START RECORDS TO PROCESS
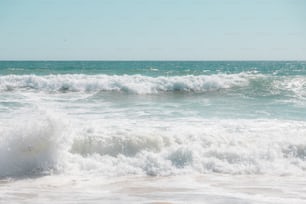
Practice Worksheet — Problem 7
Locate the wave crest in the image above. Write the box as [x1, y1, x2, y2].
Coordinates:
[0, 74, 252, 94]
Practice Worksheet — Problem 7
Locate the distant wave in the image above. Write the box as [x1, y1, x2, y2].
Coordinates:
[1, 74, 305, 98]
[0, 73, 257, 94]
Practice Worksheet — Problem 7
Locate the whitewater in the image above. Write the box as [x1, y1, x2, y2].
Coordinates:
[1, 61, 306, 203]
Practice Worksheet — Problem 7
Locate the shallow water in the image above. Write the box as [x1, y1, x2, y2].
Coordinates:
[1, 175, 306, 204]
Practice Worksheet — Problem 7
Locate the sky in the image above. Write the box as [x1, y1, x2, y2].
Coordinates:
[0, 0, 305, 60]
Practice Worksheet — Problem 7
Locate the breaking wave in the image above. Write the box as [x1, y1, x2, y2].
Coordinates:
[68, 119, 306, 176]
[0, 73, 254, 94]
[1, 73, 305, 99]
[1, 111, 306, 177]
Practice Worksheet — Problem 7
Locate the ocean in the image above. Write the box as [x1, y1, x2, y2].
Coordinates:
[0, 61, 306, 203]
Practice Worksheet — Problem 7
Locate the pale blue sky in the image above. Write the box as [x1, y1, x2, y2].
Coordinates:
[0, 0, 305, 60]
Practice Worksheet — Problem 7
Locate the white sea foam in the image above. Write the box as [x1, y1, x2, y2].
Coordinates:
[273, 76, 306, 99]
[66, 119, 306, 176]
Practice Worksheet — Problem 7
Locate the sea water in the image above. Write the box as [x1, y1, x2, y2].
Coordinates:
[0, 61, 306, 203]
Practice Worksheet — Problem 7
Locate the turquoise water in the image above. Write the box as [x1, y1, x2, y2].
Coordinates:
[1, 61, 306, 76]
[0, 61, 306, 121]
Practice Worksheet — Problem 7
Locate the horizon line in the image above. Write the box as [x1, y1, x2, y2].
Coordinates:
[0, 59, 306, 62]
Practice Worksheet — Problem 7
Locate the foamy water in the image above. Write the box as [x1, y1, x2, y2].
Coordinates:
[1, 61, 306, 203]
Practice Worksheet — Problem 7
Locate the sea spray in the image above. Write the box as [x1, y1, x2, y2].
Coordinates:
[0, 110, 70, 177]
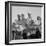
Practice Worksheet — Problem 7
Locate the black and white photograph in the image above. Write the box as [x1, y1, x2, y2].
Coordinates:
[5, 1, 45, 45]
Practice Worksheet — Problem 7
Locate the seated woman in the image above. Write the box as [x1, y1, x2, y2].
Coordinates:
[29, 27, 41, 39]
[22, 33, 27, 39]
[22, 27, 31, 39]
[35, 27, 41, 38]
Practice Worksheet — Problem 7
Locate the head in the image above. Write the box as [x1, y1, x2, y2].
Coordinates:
END RECORDS TO PROCESS
▶ **TASK REQUIREMENTS**
Print, without pictures, exactly the lines from the one containing "Locate the turquoise" through the final line of the records above.

▶ **OUTPUT**
Locate the turquoise water in the image above. Write the box as [x1, y1, x2, y2].
Coordinates:
[1, 61, 306, 76]
[0, 61, 306, 121]
Practice Worksheet — Problem 7
Locate the horizon line in the image above. Write the box as [x1, y1, x2, y2].
Coordinates:
[0, 59, 306, 62]
Practice Worksheet — Problem 7
Locate the foamy water in the image above. Write the box as [x1, y1, x2, y2].
Coordinates:
[1, 61, 306, 203]
Practice Worksheet — Problem 7
Locate the sea spray in the image above. Write the box as [x1, y1, x2, y2].
Coordinates:
[0, 110, 70, 177]
Practice Worksheet — Problem 7
Locate the black and white photograph in the image above. Write the box as [x1, y1, x2, y2].
Coordinates:
[5, 1, 45, 45]
Practice Worksheet — Problem 7
Locate the seated woman in the image above. Write the box as [x1, y1, x2, y2].
Coordinates:
[29, 27, 41, 39]
[22, 33, 27, 39]
[22, 27, 31, 39]
[35, 27, 41, 38]
Practice Worksheet — Problem 7
Locate the head in the image above. Write the box as [x1, y1, x2, y2].
Coordinates:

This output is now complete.